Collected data
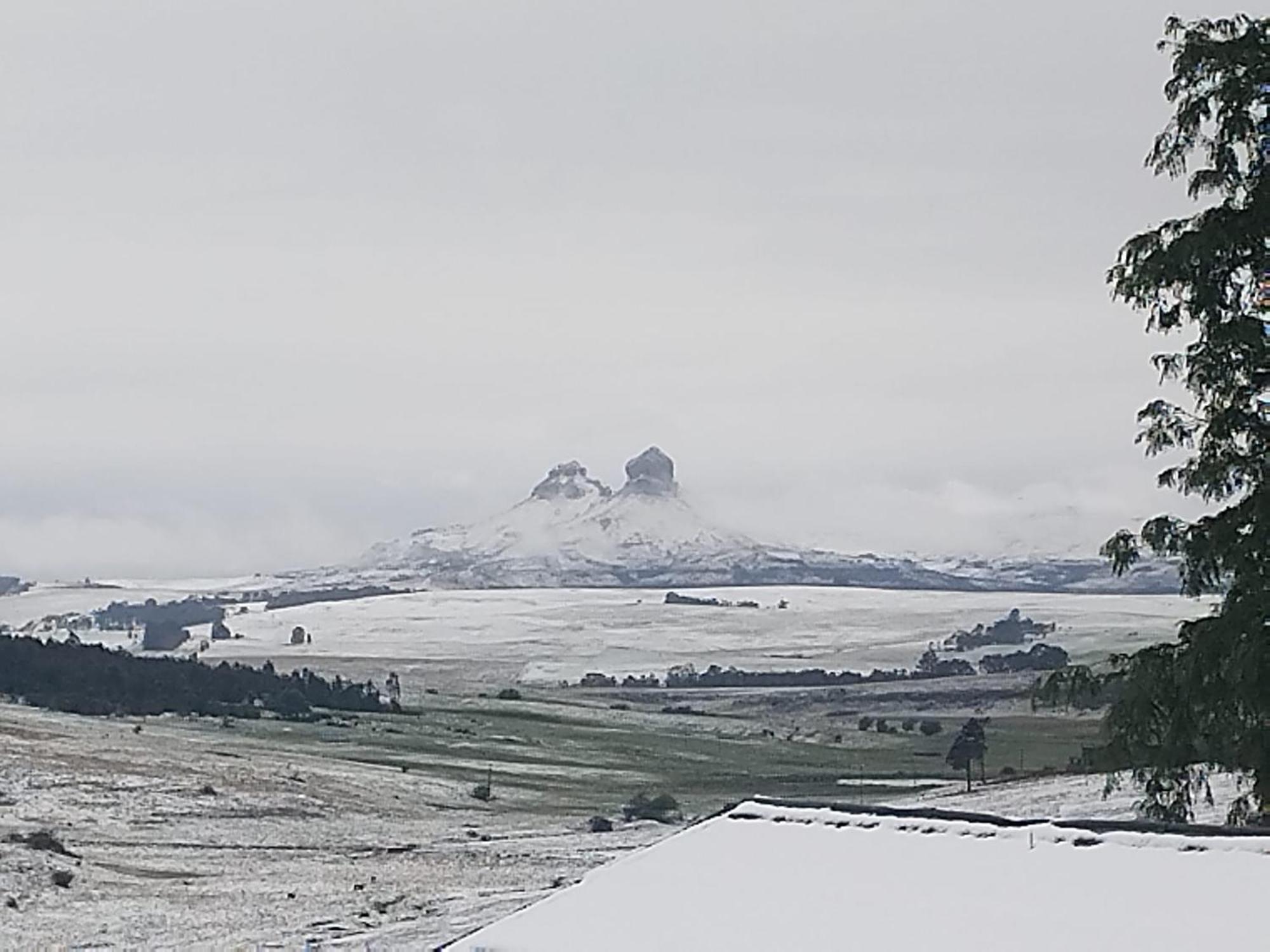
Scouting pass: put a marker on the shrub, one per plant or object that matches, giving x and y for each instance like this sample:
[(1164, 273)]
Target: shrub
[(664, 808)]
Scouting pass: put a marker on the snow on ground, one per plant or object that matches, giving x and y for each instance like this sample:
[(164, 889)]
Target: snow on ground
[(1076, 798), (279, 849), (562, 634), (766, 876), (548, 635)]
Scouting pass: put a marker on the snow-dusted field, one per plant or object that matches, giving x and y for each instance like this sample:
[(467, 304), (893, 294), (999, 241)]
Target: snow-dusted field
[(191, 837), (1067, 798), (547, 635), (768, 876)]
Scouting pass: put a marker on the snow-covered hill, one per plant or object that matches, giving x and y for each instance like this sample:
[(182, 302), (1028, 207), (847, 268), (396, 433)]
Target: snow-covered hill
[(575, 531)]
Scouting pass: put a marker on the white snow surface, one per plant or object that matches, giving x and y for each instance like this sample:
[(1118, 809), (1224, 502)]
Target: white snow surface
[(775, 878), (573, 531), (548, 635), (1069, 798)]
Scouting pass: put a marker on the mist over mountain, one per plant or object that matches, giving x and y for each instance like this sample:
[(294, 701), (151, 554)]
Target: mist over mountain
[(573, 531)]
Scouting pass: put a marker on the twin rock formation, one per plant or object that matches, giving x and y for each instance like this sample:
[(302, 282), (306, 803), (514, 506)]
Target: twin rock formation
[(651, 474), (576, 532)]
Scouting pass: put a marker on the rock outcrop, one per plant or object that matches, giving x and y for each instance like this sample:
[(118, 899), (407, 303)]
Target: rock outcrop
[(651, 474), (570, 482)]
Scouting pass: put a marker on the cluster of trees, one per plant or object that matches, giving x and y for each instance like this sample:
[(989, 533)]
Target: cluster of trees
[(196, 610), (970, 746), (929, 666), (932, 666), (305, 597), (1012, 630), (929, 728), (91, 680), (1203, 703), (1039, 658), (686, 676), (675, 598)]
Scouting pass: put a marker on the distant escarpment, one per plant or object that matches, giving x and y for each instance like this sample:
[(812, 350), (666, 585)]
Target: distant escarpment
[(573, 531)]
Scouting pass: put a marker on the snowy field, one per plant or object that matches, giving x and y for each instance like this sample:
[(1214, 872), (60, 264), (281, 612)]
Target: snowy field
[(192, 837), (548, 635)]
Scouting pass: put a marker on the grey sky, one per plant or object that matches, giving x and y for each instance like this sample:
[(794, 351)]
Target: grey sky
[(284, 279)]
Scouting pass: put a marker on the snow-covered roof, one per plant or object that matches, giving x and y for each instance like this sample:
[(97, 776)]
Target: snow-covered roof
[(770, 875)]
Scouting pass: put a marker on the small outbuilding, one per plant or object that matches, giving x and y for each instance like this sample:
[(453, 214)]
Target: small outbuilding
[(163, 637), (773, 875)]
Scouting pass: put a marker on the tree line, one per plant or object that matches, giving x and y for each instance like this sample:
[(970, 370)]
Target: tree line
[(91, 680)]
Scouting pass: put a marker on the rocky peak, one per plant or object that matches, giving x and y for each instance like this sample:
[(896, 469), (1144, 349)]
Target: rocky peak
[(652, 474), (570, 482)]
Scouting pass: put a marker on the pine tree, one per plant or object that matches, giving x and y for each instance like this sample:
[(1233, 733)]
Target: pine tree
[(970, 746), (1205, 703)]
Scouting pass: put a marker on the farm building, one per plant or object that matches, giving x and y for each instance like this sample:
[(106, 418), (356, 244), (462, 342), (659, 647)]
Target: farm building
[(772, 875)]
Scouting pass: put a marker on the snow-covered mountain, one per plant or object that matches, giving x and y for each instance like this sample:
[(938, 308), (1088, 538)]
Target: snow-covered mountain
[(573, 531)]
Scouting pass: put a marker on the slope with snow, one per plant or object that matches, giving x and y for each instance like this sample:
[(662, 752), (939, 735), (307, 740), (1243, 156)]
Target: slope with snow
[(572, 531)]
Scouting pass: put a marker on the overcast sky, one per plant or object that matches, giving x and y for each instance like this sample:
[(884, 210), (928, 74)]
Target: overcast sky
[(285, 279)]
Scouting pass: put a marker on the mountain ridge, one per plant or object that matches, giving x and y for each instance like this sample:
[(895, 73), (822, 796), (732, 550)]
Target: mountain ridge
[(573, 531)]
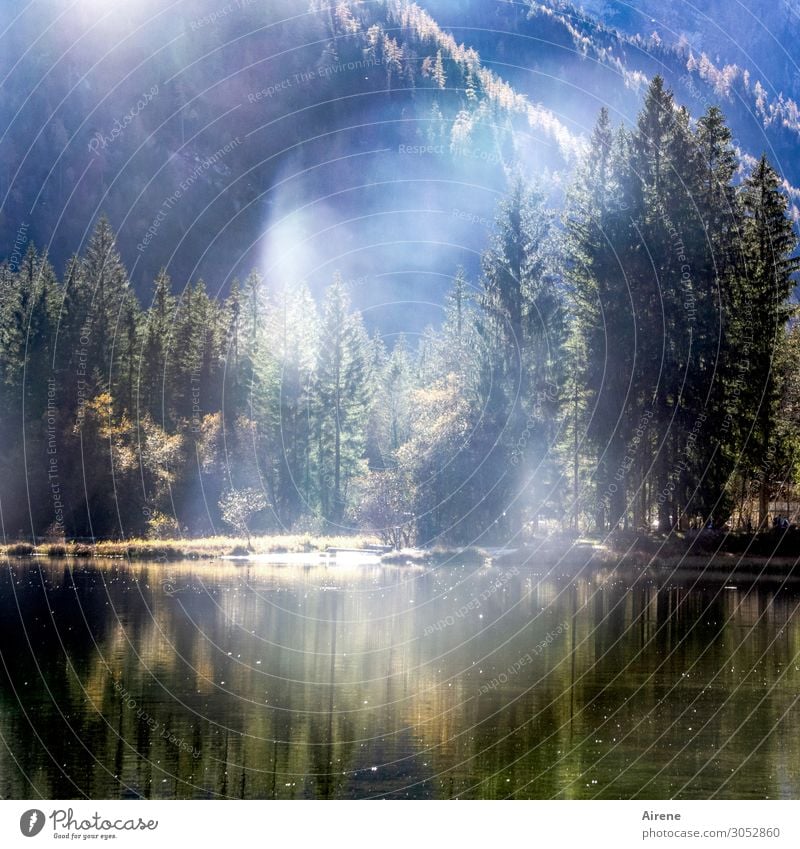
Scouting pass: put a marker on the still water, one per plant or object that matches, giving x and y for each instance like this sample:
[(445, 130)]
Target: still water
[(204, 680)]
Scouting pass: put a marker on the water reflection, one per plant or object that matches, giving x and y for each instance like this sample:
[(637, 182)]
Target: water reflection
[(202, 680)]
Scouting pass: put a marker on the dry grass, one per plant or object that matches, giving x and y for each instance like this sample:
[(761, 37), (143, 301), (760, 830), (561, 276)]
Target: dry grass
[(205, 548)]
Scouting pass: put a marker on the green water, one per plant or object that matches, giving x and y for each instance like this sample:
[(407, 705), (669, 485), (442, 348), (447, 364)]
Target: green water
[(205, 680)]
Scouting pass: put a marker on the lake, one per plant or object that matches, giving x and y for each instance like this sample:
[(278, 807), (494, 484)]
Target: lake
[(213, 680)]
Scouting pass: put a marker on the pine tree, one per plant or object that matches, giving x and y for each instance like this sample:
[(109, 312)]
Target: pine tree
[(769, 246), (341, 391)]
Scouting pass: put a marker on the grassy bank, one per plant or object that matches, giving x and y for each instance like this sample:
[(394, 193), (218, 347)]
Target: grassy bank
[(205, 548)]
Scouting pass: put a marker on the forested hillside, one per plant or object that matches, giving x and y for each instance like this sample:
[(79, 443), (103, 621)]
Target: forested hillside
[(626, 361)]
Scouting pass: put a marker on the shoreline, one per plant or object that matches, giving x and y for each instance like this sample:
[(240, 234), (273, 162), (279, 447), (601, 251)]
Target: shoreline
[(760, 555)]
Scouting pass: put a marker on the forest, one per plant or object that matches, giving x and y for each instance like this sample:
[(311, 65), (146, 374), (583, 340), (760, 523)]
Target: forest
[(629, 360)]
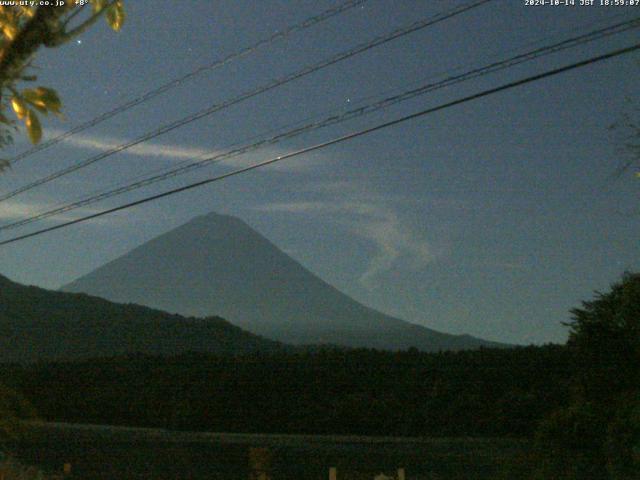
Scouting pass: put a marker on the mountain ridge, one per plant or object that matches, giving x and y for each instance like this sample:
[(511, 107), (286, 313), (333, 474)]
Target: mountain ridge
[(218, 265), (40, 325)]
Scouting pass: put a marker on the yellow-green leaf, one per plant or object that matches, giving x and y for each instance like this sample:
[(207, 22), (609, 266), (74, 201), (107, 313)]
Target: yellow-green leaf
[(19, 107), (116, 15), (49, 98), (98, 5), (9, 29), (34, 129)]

### Directions
Pictures in the records should not appear in your copy, but everything else must be transcribed exactly.

### Exercise result
Scouting pass: put a marker on the shrub, one per plant or object that matches, giving x and y for each instance like this sample:
[(1164, 273)]
Target: shrub
[(664, 808)]
Scouting pass: put a marker on the snow on ground, one per plant or object that matches, giving x and y for each instance like this sample:
[(164, 889)]
Target: snow on ground
[(1076, 798), (279, 849), (562, 634), (766, 876), (548, 635)]
Scouting pass: put a marker on the snow-dusted field, one per plant or object that matches, giving x and y for each instance like this sample:
[(467, 304), (893, 294), (999, 241)]
Target: snow-dusted field
[(191, 837), (1067, 798), (547, 635), (768, 876)]
Scouting pass: put a marker on the snow-covered hill, one per plant or object that matches, giving x and y for each instance like this sample:
[(182, 302), (1028, 207), (847, 268), (396, 433)]
Target: snow-covered hill
[(575, 531)]
Scouting pass: put a marker on the white snow surface, one per plant or object that matches, giving x and y for each instance like this sample:
[(1118, 809), (1224, 502)]
Target: white snow surface
[(775, 878), (573, 531), (548, 635), (1069, 798)]
Scouting pass: put a marker on the mist over mountain, one per plant or object that matches, giving x and y for each instance like this sample:
[(294, 701), (151, 554)]
Target: mist over mountain
[(573, 531)]
Scouting pass: put a marker on the twin rock formation, one per plant or object that matches, giving x and y for each instance like this sample:
[(302, 282), (306, 803), (514, 506)]
Target: twin rock formation
[(651, 474), (576, 532)]
Scouting pass: put a marker on the rock outcrop, one per plant or object that matches, giving x and y for each instance like this sample:
[(118, 899), (407, 303)]
Target: rock outcrop
[(651, 474), (570, 482)]
Scouting pass: put a marker on the cluster of trees, one per plant or object that matches, giving x and y for each instance like this sample:
[(989, 533)]
Target: cluster of trees
[(196, 610), (970, 746), (929, 666), (932, 666), (305, 597), (1012, 630), (929, 728), (91, 680), (1203, 703), (1039, 658), (686, 676), (675, 598)]
Scouting pass: put a marker on the distant escarpment, one per plant or object that matches, giving x and y for each instance like this sample:
[(812, 350), (666, 585)]
Target: distant escarpment
[(573, 531)]
Scouting pass: put a marker on the snowy field, one per plant or object that matches, giving x and y for each instance like this sample:
[(1214, 872), (60, 264), (281, 612)]
Target: snowy field
[(192, 837), (548, 635)]
Scouting pass: put a marker on the grey sky, one per plant or object that matches, giving x and y for each instance like this sample:
[(794, 351)]
Target: grey sky
[(284, 279)]
Scouting pass: put a marker on the snow-covered roof, one per plant or object that matches, giving x and y for each instance like this sample:
[(97, 776)]
Target: snow-covered roof
[(770, 875)]
Scouting pass: put a marker on the small outbuilding, one per plant or object that matches, giving x and y for each instance like this sample:
[(453, 214)]
Target: small outbuilding
[(163, 637), (773, 875)]
Scouting pass: put a marker on the tree line, one per plant or object that matches, giving x and y for each instance like this sample:
[(970, 370)]
Target: tree line
[(91, 680)]
Scouting pass: put a marker on the rocky peak, one per plant or object that matches, giving x and y for each instance like this sample:
[(896, 469), (1144, 349)]
Target: rocky peak
[(652, 474), (570, 482)]
Scouting pass: put a marker on the pine tree, one per plant or object that matches, giving x and y for each instance like this sample:
[(1233, 733)]
Target: pine tree
[(970, 746), (1205, 703)]
Scouting pass: put a marker on the farm building, one per plant or object that matches, giving x and y for each instance like this sample:
[(106, 418), (356, 244), (462, 342), (659, 647)]
Target: farm building
[(772, 875)]
Scouting pass: put a marker on the snow-covered mountain, one per plant or object that matches, giving x and y for each instance like this sample:
[(938, 308), (1088, 538)]
Target: snow-covered mountain
[(573, 531)]
Scouting pass: put a marker on the slope with snow, one per plant or object that matches, giving x and y for each instance like this sample:
[(662, 752), (939, 735), (307, 740), (1243, 156)]
Target: slope with snow
[(572, 531)]
Scouting pass: put a marker on the overcast sky, one per plant or object that matches, giving x and y for each instance like this sample:
[(884, 210), (928, 74)]
Target: overcast sky
[(285, 279)]
Scouting pass: put a marker on the mountain ridge, one per plant or object that matches, giving x and y for each instance like this sample:
[(895, 73), (822, 796), (732, 550)]
Target: mountain ridge
[(573, 531)]
Scouting pass: put a marker on the still water, one per plant or object that matches, giving x and y for each instance like this sample:
[(445, 130)]
Target: still water
[(204, 680)]
Scouting pass: put a marker on the water reflection, one per plant or object that matches, giving x and y for each instance like this sample:
[(637, 182)]
Target: water reflection
[(202, 680)]
Scouting pass: put a marker on the dry grass, one per plant or object that matches, giving x and y for each instance like this sample:
[(761, 37), (143, 301), (760, 830), (561, 276)]
Target: dry grass
[(205, 548)]
Scouting pass: put a marker on the green water, one per plant or object that matches, giving x and y for each instance like this sample:
[(407, 705), (669, 485), (442, 348), (447, 364)]
Target: green water
[(205, 680)]
Scouting pass: put a marker on the lake, one per plant or object that matches, giving x and y for each instance like this sample:
[(278, 807), (494, 484)]
Target: lake
[(213, 680)]
Scouting pass: put a marker on the pine tree, one per plant or object that matches, giving x and y for each instance like this sample:
[(109, 312)]
Target: pine tree
[(769, 246), (341, 391)]
Scouting pass: put a marker on the grassy bank, one per plant or object that matches, giving x and y for each instance like this sample:
[(394, 193), (218, 347)]
Target: grassy bank
[(205, 548)]
Scouting pass: put a marker on the forested hillside, one per plant or object that matches, giving x and y for each instance like this sample:
[(79, 443), (103, 621)]
Target: forested hillside
[(626, 361)]
Scouting pass: put a marker on the shoreline, one per plant or object that matches, giving x and y for each instance like this sample:
[(240, 234), (273, 162), (279, 447), (601, 251)]
Target: shoreline
[(760, 555)]
Scouting pass: put a marker on the forest, one per plant or object that matches, giving x and y for each instance like this sample:
[(311, 65), (146, 374), (583, 340), (760, 523)]
Target: forest
[(629, 360)]
Scouting pass: put a marker on the mountain ridge, one per plant or object that matches, giving x and y for each instance like this sample:
[(511, 107), (286, 313), (333, 474)]
Target: mountain ridge
[(218, 265), (40, 325)]
Scouting pass: put a marker on the yellow-green leaf, one per plant or object that matches, giving x and y for each instance like this sample:
[(207, 22), (609, 266), (74, 201), (107, 313)]
Target: yellow-green leaf
[(19, 107), (116, 15), (49, 98), (98, 5), (9, 29), (34, 129)]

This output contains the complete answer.